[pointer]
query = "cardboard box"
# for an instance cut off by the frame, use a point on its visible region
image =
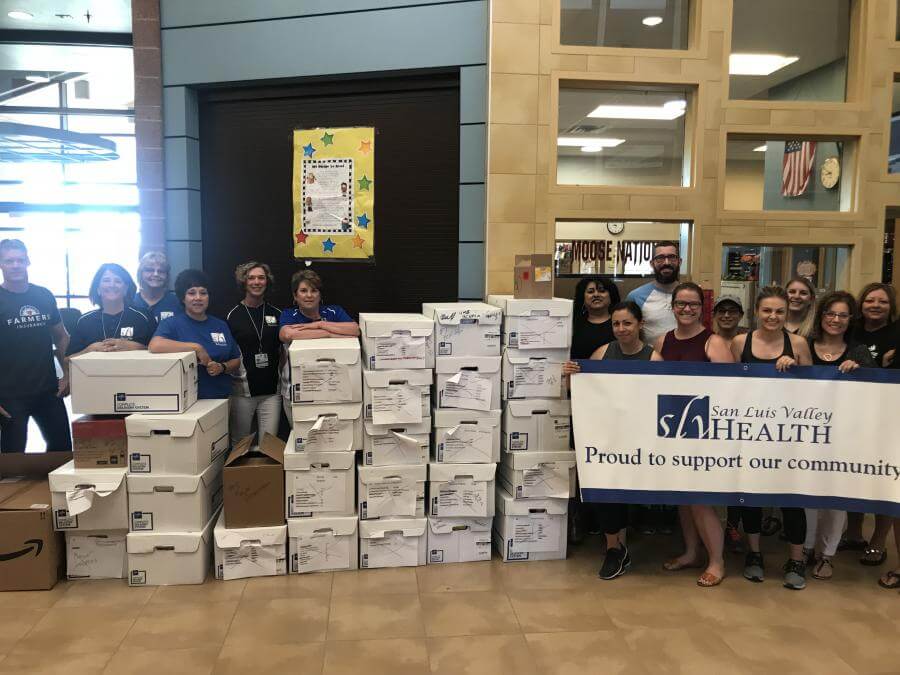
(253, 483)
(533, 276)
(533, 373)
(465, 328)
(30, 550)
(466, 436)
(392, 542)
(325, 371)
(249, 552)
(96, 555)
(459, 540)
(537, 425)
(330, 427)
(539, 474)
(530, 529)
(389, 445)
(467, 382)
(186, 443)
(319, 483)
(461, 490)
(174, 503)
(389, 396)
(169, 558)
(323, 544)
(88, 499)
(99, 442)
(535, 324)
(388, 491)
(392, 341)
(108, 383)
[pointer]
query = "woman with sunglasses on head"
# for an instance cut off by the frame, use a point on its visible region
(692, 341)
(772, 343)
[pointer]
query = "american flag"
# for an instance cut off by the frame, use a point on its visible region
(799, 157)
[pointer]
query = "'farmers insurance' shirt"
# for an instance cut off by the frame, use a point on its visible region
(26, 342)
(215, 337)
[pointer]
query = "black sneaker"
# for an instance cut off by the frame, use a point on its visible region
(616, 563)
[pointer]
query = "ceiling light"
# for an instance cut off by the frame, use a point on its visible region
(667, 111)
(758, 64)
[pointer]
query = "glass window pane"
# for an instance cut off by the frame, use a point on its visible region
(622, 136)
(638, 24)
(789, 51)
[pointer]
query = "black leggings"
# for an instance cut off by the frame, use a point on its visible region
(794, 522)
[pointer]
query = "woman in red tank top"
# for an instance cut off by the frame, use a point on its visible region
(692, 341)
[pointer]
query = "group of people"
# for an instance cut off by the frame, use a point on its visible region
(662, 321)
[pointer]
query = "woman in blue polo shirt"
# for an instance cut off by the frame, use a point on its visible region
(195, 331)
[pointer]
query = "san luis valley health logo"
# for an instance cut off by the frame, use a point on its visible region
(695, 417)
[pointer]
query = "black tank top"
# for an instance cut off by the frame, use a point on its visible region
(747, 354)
◇ ◇ ◇ ◇ ◇ ◇ ◇
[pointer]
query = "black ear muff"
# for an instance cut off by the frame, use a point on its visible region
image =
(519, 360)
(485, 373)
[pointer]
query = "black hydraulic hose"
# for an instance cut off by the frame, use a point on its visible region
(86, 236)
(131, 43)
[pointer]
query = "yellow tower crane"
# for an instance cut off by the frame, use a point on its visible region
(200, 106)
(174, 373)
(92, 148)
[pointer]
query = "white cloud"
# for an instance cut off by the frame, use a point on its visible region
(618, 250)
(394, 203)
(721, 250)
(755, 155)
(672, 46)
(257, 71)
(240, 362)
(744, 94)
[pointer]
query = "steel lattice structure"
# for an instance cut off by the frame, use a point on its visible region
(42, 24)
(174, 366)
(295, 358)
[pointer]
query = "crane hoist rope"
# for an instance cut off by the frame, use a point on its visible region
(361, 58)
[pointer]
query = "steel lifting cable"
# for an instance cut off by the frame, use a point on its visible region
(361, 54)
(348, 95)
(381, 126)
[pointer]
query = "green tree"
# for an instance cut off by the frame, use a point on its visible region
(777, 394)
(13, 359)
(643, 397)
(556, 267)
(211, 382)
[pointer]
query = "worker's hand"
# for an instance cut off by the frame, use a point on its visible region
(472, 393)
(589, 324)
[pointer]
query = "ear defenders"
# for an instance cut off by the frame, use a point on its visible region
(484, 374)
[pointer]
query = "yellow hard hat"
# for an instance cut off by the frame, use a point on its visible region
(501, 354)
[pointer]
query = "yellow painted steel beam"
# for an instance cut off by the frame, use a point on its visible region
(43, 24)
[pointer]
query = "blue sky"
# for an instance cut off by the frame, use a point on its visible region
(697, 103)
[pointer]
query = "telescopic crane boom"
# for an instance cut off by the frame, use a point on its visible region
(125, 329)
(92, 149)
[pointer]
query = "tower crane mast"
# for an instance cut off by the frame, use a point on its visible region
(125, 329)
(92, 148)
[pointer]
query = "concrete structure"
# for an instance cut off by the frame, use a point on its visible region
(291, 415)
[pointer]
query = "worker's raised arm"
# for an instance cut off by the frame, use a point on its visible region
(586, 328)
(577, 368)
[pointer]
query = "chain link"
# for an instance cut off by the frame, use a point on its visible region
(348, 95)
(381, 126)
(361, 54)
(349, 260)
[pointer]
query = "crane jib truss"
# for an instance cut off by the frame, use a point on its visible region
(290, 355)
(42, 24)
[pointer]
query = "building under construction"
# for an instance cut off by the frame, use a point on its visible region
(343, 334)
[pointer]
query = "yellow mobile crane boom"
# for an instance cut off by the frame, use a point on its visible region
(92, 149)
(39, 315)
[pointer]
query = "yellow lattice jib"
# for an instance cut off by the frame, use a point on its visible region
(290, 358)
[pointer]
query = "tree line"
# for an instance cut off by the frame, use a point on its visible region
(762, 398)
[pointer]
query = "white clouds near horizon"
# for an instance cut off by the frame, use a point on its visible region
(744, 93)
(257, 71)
◇ ◇ ◇ ◇ ◇ ◇ ◇
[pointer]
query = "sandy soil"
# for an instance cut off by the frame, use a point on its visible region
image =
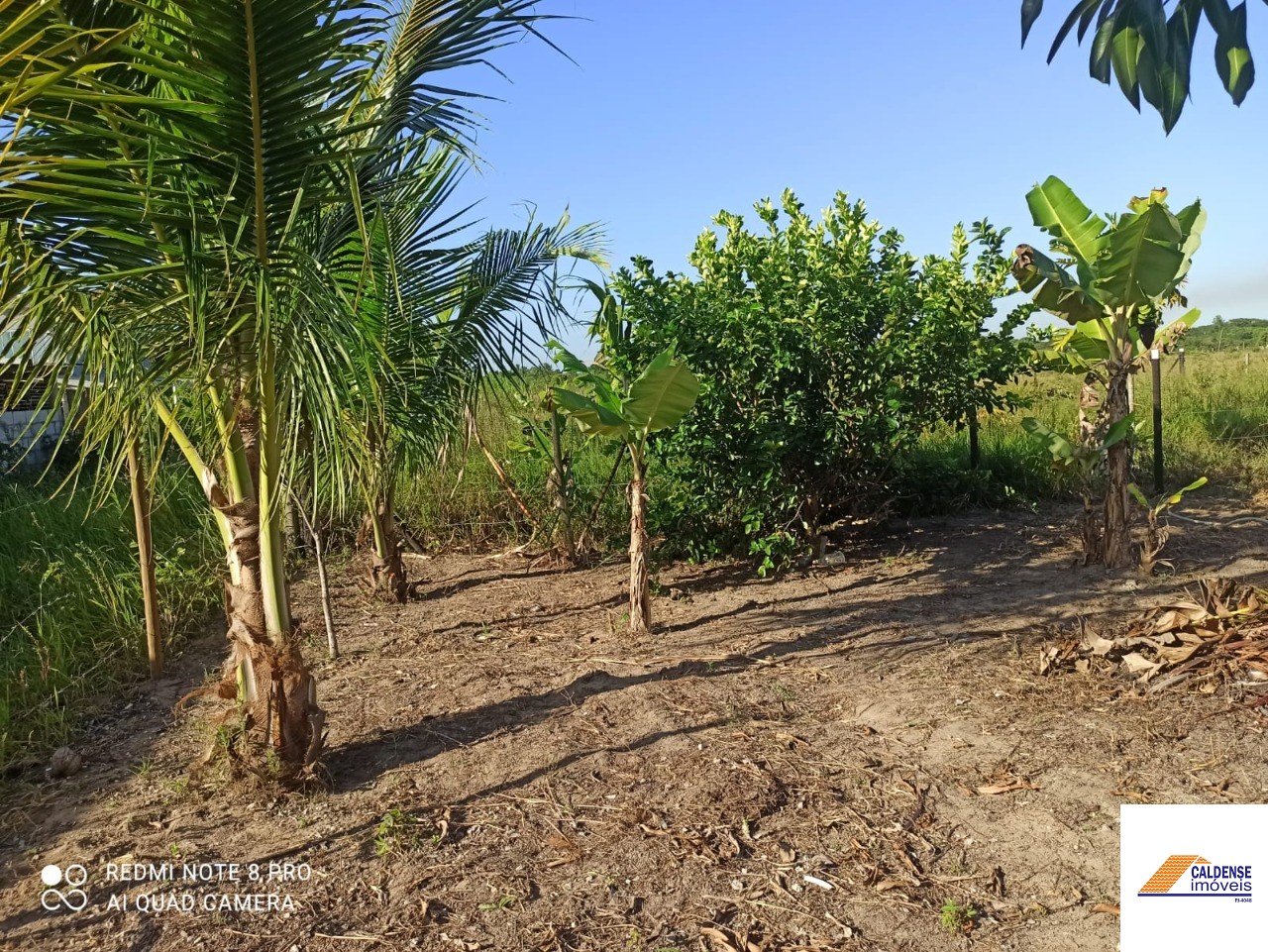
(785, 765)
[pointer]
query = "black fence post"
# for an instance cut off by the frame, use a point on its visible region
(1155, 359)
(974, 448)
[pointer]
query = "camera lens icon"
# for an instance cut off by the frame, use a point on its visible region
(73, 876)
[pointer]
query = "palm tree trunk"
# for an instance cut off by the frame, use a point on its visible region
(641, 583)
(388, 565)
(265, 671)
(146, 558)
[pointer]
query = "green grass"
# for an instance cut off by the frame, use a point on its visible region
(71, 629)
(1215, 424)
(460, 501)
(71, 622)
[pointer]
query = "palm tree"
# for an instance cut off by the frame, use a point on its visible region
◇ ◇ ◇ ◇ ◇ ◇ ◇
Please tally the lines in the data above that contain the word "lattice" and reply with the number alone.

Exercise solution
2